• What to work on:
Write out the lines below as a numbered list, omitting any blank ones.
####################
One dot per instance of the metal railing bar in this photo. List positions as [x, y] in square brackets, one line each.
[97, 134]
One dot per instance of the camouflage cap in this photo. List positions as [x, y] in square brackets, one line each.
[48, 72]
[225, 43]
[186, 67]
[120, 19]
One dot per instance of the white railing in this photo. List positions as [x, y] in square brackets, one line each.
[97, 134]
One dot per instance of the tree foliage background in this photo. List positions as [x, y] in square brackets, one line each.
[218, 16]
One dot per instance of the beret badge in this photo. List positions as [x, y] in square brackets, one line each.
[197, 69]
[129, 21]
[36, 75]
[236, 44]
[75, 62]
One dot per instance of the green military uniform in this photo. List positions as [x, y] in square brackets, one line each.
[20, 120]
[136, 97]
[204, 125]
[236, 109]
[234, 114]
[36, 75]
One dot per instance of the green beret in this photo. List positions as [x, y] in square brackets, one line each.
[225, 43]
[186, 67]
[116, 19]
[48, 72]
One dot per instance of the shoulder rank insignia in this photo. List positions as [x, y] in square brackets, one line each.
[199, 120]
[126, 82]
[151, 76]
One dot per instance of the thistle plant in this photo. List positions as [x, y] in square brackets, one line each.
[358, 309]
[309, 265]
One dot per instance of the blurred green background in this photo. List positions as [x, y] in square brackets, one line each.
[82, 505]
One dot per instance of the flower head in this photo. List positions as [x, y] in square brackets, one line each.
####################
• Task response:
1. One dot per instance of the metal railing bar in this photo. List positions as [x, y] in square brackets, one line each.
2. [97, 134]
3. One dot per instance of the camouflage cap in this photo. List positions as [x, y] in square brackets, one line each.
4. [48, 72]
5. [225, 43]
6. [186, 67]
7. [120, 19]
8. One dot per instance of the white railing in this photo. List positions as [x, y] in square brackets, one line each.
9. [97, 134]
10. One dot per instance of the tree foliage background in this photo. List positions as [x, y] in square brackets, one line each.
11. [218, 16]
12. One dot per instance of the beret badge in this photo. List positions as [x, y] in square brackets, one line each.
13. [197, 69]
14. [129, 21]
15. [36, 75]
16. [236, 44]
17. [75, 62]
18. One dot per instance of the green military uniform in this photo. List positions as [x, y] in square brackets, one line each.
19. [20, 120]
20. [136, 97]
21. [204, 125]
22. [236, 109]
23. [234, 114]
24. [36, 75]
25. One dot per instance of the green beret in this photo. List positions as [x, y] in square brackets, one line each.
26. [225, 43]
27. [186, 67]
28. [116, 19]
29. [48, 72]
30. One dot per instance of the shoulder rank insignia in this photo. List positions as [x, y] in square brackets, one line each.
31. [199, 120]
32. [126, 82]
33. [151, 76]
34. One dot per instance of the thistle plant in this photo. List positions as [x, y] in square brackets, one line each.
35. [358, 309]
36. [309, 265]
37. One dot per instance of the blurred green background in this photo. List positions as [x, y] in square brackets, one line each.
38. [82, 505]
39. One dot per instance of the flower head in this photo. List positions as [x, y] in square brackets, one line each.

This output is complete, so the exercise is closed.